» Excerpted data
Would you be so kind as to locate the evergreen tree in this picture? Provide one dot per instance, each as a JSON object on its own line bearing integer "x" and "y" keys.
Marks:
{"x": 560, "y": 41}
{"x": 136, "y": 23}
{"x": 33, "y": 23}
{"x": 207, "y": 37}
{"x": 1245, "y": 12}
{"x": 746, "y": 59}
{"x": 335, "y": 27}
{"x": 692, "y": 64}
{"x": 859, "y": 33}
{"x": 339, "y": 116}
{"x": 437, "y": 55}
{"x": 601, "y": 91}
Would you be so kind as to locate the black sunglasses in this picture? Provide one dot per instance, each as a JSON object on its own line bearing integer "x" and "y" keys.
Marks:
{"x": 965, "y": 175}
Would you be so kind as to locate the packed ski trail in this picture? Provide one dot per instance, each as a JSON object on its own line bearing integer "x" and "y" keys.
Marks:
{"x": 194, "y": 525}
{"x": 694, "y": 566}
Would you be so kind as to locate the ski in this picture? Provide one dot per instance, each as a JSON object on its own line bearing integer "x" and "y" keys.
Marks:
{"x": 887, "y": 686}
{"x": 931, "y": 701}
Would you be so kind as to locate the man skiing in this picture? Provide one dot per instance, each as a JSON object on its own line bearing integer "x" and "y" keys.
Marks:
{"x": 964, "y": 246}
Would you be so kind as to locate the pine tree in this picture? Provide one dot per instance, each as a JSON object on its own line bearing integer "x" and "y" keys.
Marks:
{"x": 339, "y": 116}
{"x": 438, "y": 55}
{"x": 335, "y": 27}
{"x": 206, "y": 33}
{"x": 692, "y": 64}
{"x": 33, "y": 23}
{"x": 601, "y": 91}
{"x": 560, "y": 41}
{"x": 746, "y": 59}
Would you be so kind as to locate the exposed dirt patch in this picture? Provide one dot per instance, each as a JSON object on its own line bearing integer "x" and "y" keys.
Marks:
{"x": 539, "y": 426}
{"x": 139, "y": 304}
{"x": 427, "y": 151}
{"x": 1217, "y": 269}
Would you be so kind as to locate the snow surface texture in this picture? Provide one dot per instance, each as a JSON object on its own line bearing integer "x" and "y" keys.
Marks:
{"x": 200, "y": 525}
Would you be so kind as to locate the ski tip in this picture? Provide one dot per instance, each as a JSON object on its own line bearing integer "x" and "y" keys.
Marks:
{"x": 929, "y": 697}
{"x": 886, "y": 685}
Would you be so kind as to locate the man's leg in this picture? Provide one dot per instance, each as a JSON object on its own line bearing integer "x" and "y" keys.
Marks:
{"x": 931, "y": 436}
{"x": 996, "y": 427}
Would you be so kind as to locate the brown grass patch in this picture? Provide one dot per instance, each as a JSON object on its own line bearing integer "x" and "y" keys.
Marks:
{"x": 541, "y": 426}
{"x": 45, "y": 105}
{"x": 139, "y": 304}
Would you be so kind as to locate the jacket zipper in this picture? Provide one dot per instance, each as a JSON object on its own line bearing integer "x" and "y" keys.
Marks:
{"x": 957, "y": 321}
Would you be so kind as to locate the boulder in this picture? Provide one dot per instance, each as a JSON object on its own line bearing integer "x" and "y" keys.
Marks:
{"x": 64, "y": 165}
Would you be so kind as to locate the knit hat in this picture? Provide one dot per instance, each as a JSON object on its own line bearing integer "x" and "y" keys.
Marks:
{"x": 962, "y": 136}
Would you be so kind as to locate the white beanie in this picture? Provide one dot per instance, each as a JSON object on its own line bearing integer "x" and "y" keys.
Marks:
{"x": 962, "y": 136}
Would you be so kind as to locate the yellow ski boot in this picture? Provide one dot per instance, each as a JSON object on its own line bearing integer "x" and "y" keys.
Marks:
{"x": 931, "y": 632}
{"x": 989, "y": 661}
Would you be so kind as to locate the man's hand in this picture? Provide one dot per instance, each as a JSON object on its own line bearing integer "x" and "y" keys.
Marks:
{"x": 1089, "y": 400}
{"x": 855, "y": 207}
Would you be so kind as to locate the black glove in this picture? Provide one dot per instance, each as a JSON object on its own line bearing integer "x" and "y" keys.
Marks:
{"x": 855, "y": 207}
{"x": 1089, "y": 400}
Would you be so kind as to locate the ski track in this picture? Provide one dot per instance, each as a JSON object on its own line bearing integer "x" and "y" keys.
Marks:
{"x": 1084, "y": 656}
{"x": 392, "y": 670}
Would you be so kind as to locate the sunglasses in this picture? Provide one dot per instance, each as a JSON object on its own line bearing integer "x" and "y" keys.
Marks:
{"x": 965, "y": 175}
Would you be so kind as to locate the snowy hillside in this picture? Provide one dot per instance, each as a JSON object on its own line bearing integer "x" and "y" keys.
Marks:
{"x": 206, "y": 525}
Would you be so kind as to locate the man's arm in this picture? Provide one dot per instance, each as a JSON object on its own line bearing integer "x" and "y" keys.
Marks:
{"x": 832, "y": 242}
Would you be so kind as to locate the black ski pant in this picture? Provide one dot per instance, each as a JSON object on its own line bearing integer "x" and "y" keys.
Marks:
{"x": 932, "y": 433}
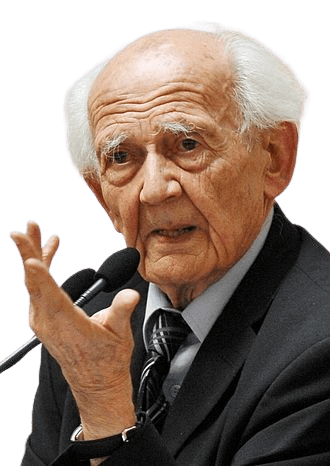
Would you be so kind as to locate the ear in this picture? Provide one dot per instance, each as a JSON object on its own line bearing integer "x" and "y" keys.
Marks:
{"x": 282, "y": 145}
{"x": 92, "y": 181}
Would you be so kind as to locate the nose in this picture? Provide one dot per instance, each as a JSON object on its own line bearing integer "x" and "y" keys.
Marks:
{"x": 160, "y": 180}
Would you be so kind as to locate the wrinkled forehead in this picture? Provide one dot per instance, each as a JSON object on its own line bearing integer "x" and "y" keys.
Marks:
{"x": 163, "y": 59}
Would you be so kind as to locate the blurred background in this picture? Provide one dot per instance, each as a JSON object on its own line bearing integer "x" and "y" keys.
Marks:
{"x": 45, "y": 47}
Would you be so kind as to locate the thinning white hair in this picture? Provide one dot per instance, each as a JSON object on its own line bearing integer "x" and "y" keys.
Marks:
{"x": 267, "y": 91}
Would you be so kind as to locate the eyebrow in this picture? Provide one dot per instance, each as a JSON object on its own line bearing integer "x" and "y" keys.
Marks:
{"x": 173, "y": 127}
{"x": 176, "y": 127}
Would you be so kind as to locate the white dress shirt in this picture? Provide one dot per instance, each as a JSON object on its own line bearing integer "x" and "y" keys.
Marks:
{"x": 202, "y": 312}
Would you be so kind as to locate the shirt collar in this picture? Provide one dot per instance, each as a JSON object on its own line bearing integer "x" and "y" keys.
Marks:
{"x": 215, "y": 297}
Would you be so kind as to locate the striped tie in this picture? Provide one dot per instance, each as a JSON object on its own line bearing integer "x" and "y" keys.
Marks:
{"x": 168, "y": 333}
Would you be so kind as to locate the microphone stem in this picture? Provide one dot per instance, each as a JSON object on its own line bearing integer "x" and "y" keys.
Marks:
{"x": 23, "y": 350}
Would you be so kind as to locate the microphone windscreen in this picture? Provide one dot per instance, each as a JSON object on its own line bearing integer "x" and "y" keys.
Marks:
{"x": 118, "y": 268}
{"x": 78, "y": 282}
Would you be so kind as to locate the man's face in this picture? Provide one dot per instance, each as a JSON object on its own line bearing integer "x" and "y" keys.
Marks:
{"x": 176, "y": 180}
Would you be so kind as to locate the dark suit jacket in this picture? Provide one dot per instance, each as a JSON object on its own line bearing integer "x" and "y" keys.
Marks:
{"x": 258, "y": 391}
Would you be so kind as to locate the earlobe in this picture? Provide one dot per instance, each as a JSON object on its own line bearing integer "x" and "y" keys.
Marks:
{"x": 282, "y": 145}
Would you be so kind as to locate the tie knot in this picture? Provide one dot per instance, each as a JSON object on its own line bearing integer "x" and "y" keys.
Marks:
{"x": 169, "y": 330}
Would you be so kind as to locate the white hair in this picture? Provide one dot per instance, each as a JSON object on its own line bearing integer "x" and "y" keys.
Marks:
{"x": 267, "y": 91}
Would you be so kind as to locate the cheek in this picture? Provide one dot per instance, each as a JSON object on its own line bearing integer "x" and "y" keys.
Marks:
{"x": 123, "y": 211}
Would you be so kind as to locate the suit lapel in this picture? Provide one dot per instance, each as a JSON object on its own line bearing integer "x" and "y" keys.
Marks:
{"x": 215, "y": 372}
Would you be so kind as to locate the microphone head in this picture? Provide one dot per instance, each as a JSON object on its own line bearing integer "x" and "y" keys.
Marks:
{"x": 78, "y": 282}
{"x": 118, "y": 268}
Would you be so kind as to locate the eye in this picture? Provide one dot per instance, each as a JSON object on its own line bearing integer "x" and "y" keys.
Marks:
{"x": 119, "y": 156}
{"x": 189, "y": 144}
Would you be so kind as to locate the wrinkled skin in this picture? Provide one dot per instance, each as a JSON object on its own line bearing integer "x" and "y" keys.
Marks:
{"x": 191, "y": 202}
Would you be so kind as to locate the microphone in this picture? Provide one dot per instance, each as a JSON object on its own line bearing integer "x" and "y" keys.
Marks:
{"x": 113, "y": 273}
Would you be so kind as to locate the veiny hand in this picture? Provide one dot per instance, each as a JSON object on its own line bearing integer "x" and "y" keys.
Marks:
{"x": 93, "y": 353}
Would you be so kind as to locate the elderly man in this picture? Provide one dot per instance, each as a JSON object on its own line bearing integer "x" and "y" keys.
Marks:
{"x": 186, "y": 138}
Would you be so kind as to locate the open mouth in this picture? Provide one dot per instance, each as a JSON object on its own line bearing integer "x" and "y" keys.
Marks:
{"x": 174, "y": 233}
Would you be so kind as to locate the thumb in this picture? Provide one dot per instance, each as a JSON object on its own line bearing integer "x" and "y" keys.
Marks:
{"x": 117, "y": 317}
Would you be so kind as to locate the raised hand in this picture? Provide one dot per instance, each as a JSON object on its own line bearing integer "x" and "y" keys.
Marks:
{"x": 94, "y": 353}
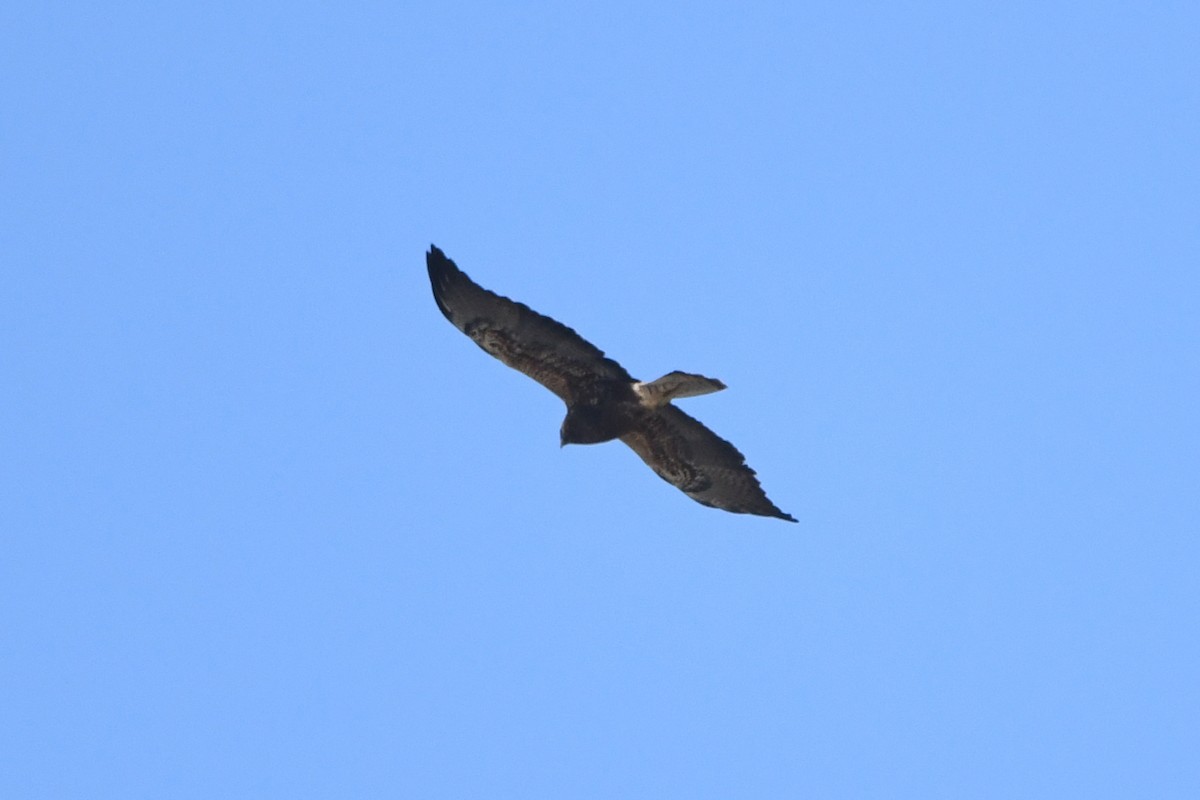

» Exercise directions
Please retype the top of the data exactly, down to and including the line that holds "Would you be so kind as to locate the pine", and nothing further.

» Result
Would you be so kind as to locate the evergreen tree in this picture? Provide one dot per instance, each as a JSON object on its own line bearing integer "x" and "y" keys.
Marks:
{"x": 560, "y": 41}
{"x": 136, "y": 23}
{"x": 33, "y": 23}
{"x": 207, "y": 37}
{"x": 1245, "y": 12}
{"x": 746, "y": 59}
{"x": 335, "y": 27}
{"x": 692, "y": 64}
{"x": 859, "y": 33}
{"x": 339, "y": 116}
{"x": 437, "y": 55}
{"x": 601, "y": 91}
Would you be so kind as to locate the black sunglasses in this picture? Provide one dot per instance, each as a JSON object on its own line bearing integer "x" and "y" keys.
Marks:
{"x": 965, "y": 175}
Would you be so kind as to locate the packed ski trail in this picture? Provide one dot per instance, each as a JSON object on its own line bearing integer "x" and "y" keys.
Marks:
{"x": 194, "y": 525}
{"x": 694, "y": 566}
Would you be so kind as to locate the ski in this picture? Provide one dot per instance, each as a JSON object on its own line bearing integer "x" and "y" keys.
Marks:
{"x": 887, "y": 686}
{"x": 931, "y": 701}
Would you be so kind as to locate the man skiing in this picture? Provide one dot per instance, each as a JSON object on its own line bearing integer "x" and "y" keys.
Marks:
{"x": 964, "y": 246}
Would you be so kind as to locate the pine tree in this picture? Provide one dot per instance, each as a JSON object on its own line bearing integer "x" and "y" keys.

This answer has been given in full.